OBJECTIVES:
#1 Transcribe the passage on event-driven UGC from "Maggie Reznikoff, Chief" to "and platform integrations.".
#2 Write the next part of the passage on event-driven UGC, picking up after its final sentence.

QUOTED TEXT:
==========

From Events to Assets: 22 Creator Economy Operators on Turning IRL Activations Into Scalable UGC Engines

The physical experience is the spark, but the real value comes from the social halo that extends the moment far beyond the room. We’ve designed brand activations as social engines.

Our playbook starts before the event even exists. To scale and sustain UGC, we build the capture, aggregation, and rights framework before the first attendee walks in, designing experiences with capture in mind through visually distinctive environments, intentional sightlines, and programmed moments that prompt people to pull out their phones. Around that, we structure a content ecosystem with creator cohorts, brand production teams ready to respond in real time, simple prompts that guide participation, and on-site support to help guests create and share. The goal is to engineer UGC.

Content is aggregated in real time at scale through a live ingestion model pulling from hashtags, geotags, tagged handles, and creator accounts into a centralized moderation environment. It is sorted, filtered, and tagged by use case, while rights management is embedded through pre-negotiated creator participation, rapid-response outreach, and clear opt-in mechanics that increase usable UGC.

The final step is conversion. We cut rapid-turn edits, test top-performing posts in paid, and modularize footage into evergreen narratives that fuel a sustained content calendar. When this approach is in place, attendance no longer limits impact, and a single day can generate a runway of content that lasts for weeks.

Maggie Reznikoff, Chief Client Officer, Open Influence

From Events to Assets: 22 Creator Economy Operators on Turning IRL Activations Into Scalable UGC Engines

Brands that get real value from event-driven UGC treat it as a live content ecosystem, not a one-off moment.

It starts with trackability by design. Clear, consistent hashtags and brand handles should be embedded across every touchpoint, from pre-event communications to on-site signage. That creates a clean signal to capture and aggregate attendee content in real time through social listening and platform integrations.

A centralized capture model is critical. Leading brands or their agency partners operate a real-time “command center” to monitor posts as they go live, identify high-performing content, and create a structured asset library with creator attribution, performance indicators, and usage status.

Rights management requires a layered approach. Crowd release signage informing attendees that “by entering this area, you consent to photography/filming” can act as a form of notification and, often, legal protection for the brand, but is not absolute. Stronger protection comes from combining on-site release forms with platform-native outreach, such as securing explicit permission via comments or DMs for content.

The final step is speed to activation. Effective teams move within 24 to 72 hours to adapt top-performing UGC into paid and owned assets, extending the life of event content well beyond the moment itself.

==========

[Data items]
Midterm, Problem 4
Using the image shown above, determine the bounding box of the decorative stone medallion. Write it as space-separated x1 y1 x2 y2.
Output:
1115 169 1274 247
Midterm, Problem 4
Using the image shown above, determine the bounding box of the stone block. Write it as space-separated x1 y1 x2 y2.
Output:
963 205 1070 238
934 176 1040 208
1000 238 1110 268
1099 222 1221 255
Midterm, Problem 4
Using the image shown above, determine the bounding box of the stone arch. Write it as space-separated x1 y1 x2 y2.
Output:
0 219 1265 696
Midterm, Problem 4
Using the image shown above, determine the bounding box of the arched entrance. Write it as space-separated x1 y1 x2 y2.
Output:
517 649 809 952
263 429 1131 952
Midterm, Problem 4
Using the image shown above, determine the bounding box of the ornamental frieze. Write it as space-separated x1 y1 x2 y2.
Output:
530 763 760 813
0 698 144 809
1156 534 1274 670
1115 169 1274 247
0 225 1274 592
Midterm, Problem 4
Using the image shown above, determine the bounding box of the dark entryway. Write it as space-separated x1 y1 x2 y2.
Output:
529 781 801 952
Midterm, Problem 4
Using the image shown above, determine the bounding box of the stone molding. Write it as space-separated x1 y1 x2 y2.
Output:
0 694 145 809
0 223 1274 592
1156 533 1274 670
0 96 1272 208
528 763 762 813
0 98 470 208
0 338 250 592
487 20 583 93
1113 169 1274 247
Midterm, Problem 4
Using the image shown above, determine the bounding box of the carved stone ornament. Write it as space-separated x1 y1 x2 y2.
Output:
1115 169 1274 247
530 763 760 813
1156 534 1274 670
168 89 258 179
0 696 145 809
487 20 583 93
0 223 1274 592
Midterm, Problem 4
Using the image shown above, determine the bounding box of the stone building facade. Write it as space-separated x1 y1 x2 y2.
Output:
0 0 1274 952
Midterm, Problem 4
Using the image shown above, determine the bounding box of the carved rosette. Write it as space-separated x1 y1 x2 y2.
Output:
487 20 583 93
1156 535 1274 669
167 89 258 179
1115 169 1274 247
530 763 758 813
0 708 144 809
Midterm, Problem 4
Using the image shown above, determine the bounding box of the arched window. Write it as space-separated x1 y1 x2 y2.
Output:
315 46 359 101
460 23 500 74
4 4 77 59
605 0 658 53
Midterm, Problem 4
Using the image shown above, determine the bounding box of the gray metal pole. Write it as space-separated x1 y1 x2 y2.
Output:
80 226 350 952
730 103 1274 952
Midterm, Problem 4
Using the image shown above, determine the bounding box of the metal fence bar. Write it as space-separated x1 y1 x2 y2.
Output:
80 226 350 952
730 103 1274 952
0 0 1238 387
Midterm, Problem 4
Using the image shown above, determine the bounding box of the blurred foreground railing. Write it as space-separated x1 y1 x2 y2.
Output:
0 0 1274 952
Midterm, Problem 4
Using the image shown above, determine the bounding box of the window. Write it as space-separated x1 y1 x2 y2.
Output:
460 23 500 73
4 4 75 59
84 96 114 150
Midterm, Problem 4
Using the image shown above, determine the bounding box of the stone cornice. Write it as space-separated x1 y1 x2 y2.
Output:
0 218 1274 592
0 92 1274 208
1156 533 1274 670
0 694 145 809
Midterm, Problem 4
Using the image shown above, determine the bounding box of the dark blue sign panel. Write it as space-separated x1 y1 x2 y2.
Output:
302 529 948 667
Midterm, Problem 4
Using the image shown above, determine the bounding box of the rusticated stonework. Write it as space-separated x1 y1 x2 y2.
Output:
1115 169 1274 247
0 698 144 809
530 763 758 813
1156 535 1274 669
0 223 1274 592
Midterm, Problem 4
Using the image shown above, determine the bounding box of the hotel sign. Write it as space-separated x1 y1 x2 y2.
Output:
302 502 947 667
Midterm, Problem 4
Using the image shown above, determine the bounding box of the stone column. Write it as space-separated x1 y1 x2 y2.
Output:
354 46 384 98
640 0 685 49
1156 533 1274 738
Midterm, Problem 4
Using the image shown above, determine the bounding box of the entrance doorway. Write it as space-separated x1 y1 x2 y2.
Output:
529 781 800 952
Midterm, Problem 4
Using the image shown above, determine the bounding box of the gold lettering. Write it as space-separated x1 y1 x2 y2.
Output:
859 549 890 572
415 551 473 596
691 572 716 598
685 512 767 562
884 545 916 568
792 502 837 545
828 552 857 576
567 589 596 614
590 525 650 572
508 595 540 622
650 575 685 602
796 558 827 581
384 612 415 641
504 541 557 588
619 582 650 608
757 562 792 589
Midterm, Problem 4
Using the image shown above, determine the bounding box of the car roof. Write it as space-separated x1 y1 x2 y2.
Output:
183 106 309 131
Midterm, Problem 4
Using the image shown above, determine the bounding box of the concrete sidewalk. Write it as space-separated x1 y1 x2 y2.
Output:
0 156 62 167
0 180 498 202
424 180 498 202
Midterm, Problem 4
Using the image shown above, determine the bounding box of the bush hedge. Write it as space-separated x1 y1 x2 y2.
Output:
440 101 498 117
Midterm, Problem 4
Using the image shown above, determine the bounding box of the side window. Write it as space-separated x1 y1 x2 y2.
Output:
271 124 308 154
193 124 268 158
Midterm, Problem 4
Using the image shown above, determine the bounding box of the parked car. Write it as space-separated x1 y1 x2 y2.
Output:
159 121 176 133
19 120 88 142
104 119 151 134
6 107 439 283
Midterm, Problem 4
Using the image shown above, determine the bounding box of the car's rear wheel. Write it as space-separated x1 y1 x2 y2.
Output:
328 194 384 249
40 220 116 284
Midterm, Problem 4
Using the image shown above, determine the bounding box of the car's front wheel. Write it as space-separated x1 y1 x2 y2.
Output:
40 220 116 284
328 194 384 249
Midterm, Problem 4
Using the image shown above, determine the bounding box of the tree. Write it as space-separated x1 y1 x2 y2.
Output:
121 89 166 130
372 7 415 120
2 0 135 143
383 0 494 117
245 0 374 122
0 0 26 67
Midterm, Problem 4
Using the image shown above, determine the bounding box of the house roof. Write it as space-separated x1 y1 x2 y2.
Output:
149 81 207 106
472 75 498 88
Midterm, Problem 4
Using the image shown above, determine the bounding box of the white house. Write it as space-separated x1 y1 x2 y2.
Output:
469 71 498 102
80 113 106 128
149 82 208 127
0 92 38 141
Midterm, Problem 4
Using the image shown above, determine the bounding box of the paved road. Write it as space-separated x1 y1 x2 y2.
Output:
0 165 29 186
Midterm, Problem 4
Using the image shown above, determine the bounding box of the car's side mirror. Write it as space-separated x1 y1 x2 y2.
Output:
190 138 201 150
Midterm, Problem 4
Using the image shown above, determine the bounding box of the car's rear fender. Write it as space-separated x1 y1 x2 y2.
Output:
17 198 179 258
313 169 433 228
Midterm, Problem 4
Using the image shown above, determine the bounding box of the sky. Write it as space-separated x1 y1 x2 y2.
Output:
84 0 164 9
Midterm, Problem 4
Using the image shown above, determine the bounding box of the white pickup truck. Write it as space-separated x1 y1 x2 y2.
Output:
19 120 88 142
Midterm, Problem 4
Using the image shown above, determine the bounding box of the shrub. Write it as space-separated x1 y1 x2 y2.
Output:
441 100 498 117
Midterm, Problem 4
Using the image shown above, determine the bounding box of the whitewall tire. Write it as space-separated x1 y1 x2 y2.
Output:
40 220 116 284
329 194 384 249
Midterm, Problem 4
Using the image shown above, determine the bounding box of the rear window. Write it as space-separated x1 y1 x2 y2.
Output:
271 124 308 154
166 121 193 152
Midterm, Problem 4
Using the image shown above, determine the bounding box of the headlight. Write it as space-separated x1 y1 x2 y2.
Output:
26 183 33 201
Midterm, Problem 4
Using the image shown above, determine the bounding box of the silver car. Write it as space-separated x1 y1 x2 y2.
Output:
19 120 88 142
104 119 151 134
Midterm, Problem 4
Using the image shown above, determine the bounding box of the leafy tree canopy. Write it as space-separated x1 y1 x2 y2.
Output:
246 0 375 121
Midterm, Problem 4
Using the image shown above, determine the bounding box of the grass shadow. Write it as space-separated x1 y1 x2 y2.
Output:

==========

PER-TASK ANSWERS:
#1
Maggie Reznikoff, Chief Client Officer, Open Influence

From Events to Assets: 22 Creator Economy Operators on Turning IRL Activations Into Scalable UGC Engines

Brands that get real value from event-driven UGC treat it as a live content ecosystem, not a one-off moment.

It starts with trackability by design. Clear, consistent hashtags and brand handles should be embedded across every touchpoint, from pre-event communications to on-site signage. That creates a clean signal to capture and aggregate attendee content in real time through social listening and platform integrations.

#2
Yehuda Neuman, SVP of Influencer Marketing, PartnerCentric

From Events to Assets: 22 Creator Economy Operators on Turning IRL Activations Into Scalable UGC Engines

If the content is happening anyway, the win is making sure it doesn’t disappear 48 hours later. Start with a simple way to catch it in real time. Use one event hashtag. Put QR codes at check-in and around the venue so creators can upload or DM their best clips. Have one person pulling everything into a shared library while the event is still live. Next, have editors on-site, or on standby, turning clean cuts fast. When creators get a polished version back quickly, they post more often and more quickly. In a previous role, we ran creator weekends with on-site editors, creators posting during the event, and PR folks pitching while the buzz was peaking. Just as important, make rights simple. Put a “yes, you can use my content” checkbox in the QR flow, then tag each clip with the creator handle, date, and usage (organic, paid, duration, channels). Lastly, treat it like a paid pipeline. Most UGC burns out. Watch performance early, move winners into ads, and keep iterating with new hooks, cuts, and captions so you always have fresh creative.

Julia Salume, Head of Influencer Marketing & UGC, Moburst

From Events to Assets: 22 Creator Economy Operators on Turning IRL Activations Into Scalable UGC Engines

Most brands still treat UGC as a moment, when it should be a system. The real unlock is building a closed-loop engine: capture content in real time during events, secure rights immediately, tag everything with clear metadata, and redeploy the strongest assets into paid and owned channels. The difference at scale comes down to speed and structure. High-performing teams don’t wait to “collect content later”. They monitor, save, and act on it live, identifying ad-ready signals within hours. Rights management also needs to be frictionless, combining pre-negotiated creator agreements with fast-track permissions for organic content. But the biggest missed opportunity is what happens next. The best UGC shouldn’t live and die on social, it should be systematically repurposed into ads, product pages, and CRM (Customer Relationship Management), with performance insights fed back into future creation. UGC isn’t just content, it’s a compounding growth asset when managed with the same diligence as performance marketing.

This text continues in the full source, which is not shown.